Requirement.
Rewrite every line, requests included, from the line containing "TARGET = large red bell" through the end of the items, inclusive. Shift each coordinate in the answers by -23.

Working data.
══════════

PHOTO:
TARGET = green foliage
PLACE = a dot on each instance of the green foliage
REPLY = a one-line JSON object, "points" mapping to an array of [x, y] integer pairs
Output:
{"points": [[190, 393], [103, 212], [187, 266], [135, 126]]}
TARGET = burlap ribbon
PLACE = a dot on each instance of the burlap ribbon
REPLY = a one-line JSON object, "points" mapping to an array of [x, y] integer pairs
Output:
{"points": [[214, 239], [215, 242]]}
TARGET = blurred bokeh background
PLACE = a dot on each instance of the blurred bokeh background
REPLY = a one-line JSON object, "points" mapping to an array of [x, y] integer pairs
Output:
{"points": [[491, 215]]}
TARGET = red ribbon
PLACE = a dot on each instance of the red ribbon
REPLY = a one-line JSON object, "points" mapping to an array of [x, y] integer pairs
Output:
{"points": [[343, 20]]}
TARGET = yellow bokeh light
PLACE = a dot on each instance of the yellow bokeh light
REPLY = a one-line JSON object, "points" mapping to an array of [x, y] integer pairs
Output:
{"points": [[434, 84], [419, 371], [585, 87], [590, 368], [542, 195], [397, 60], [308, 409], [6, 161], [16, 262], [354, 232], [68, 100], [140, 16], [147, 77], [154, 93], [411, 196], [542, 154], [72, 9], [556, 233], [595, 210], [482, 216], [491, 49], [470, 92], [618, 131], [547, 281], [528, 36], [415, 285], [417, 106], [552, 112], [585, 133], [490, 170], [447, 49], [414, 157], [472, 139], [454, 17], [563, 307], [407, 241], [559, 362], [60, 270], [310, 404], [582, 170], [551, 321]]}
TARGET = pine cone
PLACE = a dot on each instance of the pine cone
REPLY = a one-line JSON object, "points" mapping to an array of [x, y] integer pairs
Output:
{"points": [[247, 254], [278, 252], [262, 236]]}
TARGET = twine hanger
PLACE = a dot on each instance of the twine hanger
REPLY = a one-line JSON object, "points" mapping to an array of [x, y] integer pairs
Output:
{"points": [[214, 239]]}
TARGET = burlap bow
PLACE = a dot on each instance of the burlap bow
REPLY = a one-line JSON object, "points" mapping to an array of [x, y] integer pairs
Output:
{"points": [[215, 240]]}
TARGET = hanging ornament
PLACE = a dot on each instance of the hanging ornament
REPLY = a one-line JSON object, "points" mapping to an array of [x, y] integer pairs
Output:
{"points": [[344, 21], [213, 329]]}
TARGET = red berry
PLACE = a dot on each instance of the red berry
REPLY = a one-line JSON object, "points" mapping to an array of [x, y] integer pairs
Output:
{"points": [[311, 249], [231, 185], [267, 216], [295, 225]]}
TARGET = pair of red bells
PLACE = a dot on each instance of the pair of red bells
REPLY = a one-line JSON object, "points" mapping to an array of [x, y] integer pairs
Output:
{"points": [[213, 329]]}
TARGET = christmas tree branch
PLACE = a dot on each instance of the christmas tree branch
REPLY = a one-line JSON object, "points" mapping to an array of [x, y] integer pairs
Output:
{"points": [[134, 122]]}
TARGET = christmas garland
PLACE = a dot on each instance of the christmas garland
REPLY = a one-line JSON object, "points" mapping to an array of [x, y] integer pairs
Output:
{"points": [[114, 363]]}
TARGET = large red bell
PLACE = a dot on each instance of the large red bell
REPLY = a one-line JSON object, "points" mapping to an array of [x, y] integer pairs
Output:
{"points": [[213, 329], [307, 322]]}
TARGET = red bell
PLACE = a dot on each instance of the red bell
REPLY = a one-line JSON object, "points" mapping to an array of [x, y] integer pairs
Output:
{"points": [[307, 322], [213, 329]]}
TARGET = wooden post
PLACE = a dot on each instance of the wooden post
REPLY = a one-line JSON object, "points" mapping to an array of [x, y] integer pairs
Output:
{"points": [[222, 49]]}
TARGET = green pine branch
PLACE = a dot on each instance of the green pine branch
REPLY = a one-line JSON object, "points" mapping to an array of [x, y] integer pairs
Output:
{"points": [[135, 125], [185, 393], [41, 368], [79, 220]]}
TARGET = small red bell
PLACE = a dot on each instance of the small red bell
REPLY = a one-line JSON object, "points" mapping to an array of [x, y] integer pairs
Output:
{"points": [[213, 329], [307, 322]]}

══════════

The solution.
TARGET = large red bell
PLACE = a dot on each instance of the large red bell
REPLY = a one-line JSON object, "points" mapping to an array of [x, y] integer pairs
Output:
{"points": [[190, 306], [284, 299]]}
TARGET = red bell
PLACE = a dot on each instance of the red bell
REPLY = a one-line JSON object, "points" mapping to an array of [x, y] integer pairs
Output:
{"points": [[284, 299], [190, 306]]}
TARGET = wooden post
PLACE = a dot on each instance of the wooden post
REPLY = a one-line JSON object, "points" mapping to an array of [x, y] integer pairs
Output:
{"points": [[199, 26]]}
TARGET = green pine branch
PLACE = a dot on each instance of the green pine branch
REPLY = a one-line JSON object, "points" mapping to an array of [x, y] integer pairs
Output:
{"points": [[112, 102], [162, 370], [18, 345], [56, 197]]}
TARGET = small red bell
PLACE = a dot on each instance of the small red bell
REPLY = a one-line JSON object, "points" mapping to an array of [x, y] integer pairs
Output:
{"points": [[190, 306], [284, 299]]}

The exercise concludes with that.